## Begin Text section
Jamie Lilly

Personal information
- Full name: Jamie Nicole Lilly
- Nickname: "Kiddo #1"
- Born: February 9, 1983 (age 43) San Diego, California, United States

Team information
- Discipline: Bicycle Motocross (BMX)
- Role: Racer
- Rider type: Off Road

Amateur teams
- 1989-1991: Kastans Engineering
- 1991: D&M
- 1991-1992: Racing Powerlite
- 1992-1993: U.S. Boss Racing Products
- 1994-1995: Auburn
- 1996-1998: GT Racing

Professional teams
- 1998-2000: GT Racing/Panasonic Shockwave
- 2000-2001: System's West/Profile Racing
- 2001-2002: System's West/Redline Bicycles
- 2002-2004: Free Agent/System's West
- 2004: Fox/Supercross
- 2006: Hyper Bicycles

= Jamie Lilly =

American bicycle motocross rider (born 1983)

Jamie Nicole Lilly (born February 9, 1983) is an American former professional "Mid School" Bicycle Motocross (BMX) racer whose prime competitive years were from 1987 to 2004. Nicknamed "Kiddo #1" at the age of 8 years, she became one of the first female professionals of the American Bicycle Association (ABA) when they for the first time created a female professional division in the sanctioning body's history in 1998 (the NBL had restarted their pro girls class in 1997 after their first attempt between 1985 and 1987) and became one the ABA's first number one Girl Pros.

==BMX racing career milestones==

Note: Professional first are on the national level unless otherwise indicated.

| Milestone | Event details |
|---|---|
| Started racing: | May 1988 at the age of five years. Records show that her name first appeared in the California District 2 (CA-02) district points listing for May 1988 in the July 1988 issue of American BMXer, the American Bicycle Association's (ABA) in-house newspaper. She was five years old at the time having turned five the previous February 9, 1988. |
| Sanctioning body: | American Bicycle Association (ABA) |
| Sanctioning body district(s): | ABA: California District 2 (CA-2) 1988–1992; CA-3, 1994 |
| First sponsor: | Kastan Engineering 1989 |
| First national win: | Possibly at the American Bicycle Association (ABA) Fall Nationals in Yorba Linda, California on October 28, 1989 (Day 1) in 7 and Under Girls. The next day she won 6 & Under Girls, indicating that the previous day was a combined class due to lack of meeting the minimal number of participants required to have a class. Her first national appearance was at the ABA Supernationals in Yorba Linda, California on August 6, 1988 (Day 1) in 8 & Under girls. She was five years old at the time. She came in sixth. |
| Turned Professional: | 1998 at the age of 15 years |
| Retired: | Originally in late 2004 Due to a knee injury. She would attempt a comeback in early 2006, going so far as signing with Hyper Bicycles, but nothing came of it. However, she would race again. On June 27, 2009, she competed in her first race in five years when she took part in the South Park NBL National in South Park, Pennsylvania. She came in fourth place in Pro Girls. |

- In the NBL Junior Women; No comparable level exists in the ABA.
## End Text section
## Begin Data provided
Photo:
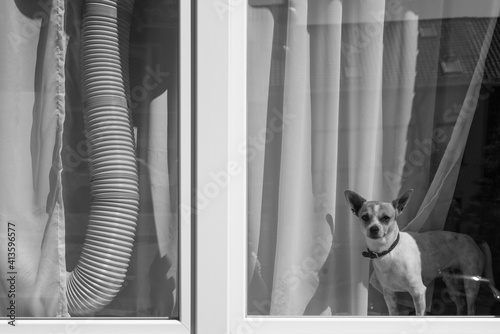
## End Data provided
What this task involves >>
From the Jamie Lilly text, extract word for word the passage starting at "American bicycle motocross" and ending at "one Girl Pros.".

Exercise result >>
American bicycle motocross rider (born 1983)

Jamie Nicole Lilly (born February 9, 1983) is an American former professional "Mid School" Bicycle Motocross (BMX) racer whose prime competitive years were from 1987 to 2004. Nicknamed "Kiddo #1" at the age of 8 years, she became one of the first female professionals of the American Bicycle Association (ABA) when they for the first time created a female professional division in the sanctioning body's history in 1998 (the NBL had restarted their pro girls class in 1997 after their first attempt between 1985 and 1987) and became one the ABA's first number one Girl Pros.